__INSTRUCTIONS TO FOLLOW__
Reproduce the lines from the line with "Given the photo below, point to the man's" to the line with "Target: comic cover illustration", both included, without changing anything in them and leaving out the pictures.

__LISTED RECORDS__
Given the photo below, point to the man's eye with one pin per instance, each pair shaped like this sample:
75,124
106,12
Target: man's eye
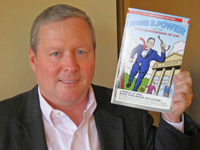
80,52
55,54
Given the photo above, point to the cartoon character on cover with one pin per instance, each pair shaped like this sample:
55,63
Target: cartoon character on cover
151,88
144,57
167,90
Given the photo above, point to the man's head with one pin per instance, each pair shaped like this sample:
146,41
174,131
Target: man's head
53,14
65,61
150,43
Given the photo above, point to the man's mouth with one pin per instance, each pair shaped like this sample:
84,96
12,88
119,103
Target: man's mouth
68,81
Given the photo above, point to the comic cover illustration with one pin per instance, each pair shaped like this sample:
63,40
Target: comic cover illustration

---

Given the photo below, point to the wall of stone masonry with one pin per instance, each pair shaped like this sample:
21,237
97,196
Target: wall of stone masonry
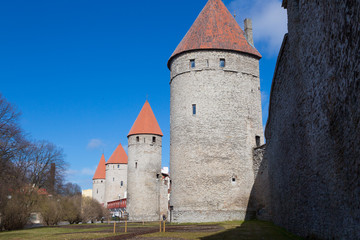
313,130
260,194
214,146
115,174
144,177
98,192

--

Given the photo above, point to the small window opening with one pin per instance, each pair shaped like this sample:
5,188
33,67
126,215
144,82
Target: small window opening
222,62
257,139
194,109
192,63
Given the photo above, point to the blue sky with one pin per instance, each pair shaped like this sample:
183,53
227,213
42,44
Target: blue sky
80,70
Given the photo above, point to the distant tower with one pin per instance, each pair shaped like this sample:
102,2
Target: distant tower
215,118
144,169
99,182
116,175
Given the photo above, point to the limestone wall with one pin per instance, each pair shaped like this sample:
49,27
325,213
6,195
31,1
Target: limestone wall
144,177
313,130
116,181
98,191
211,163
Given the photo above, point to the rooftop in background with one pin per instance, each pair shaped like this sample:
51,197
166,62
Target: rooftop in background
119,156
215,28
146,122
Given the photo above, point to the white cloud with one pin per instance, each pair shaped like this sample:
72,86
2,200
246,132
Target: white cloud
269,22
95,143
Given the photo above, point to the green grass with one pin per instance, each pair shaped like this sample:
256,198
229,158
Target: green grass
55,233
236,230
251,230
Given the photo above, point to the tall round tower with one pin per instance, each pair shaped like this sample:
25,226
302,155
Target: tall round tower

__RESULT OF THIS TASK__
Given the photo below, point to the man's eye with one pin per instance, each pair shaped like this sample:
75,124
106,12
Target: man's eye
80,52
55,54
Given the photo above, point to the cartoon character on cover with one pin per instance, each pair shaped like this sample:
55,63
Target: cartoon character on cover
151,88
144,57
167,90
Given the photo above, point to the man's head with one pin per instance, each pair shaped like this sample:
146,41
174,131
Target: man's head
53,14
65,61
150,43
Given the photo above, point to the man's mouth with one pin per instance, each pair shaped like this sample:
84,96
12,88
119,103
Target: man's mouth
68,81
Given the photo above, point to the comic cover illustration with one pin per instance, each pair shaped like this sample:
63,40
Target: comic cover illustration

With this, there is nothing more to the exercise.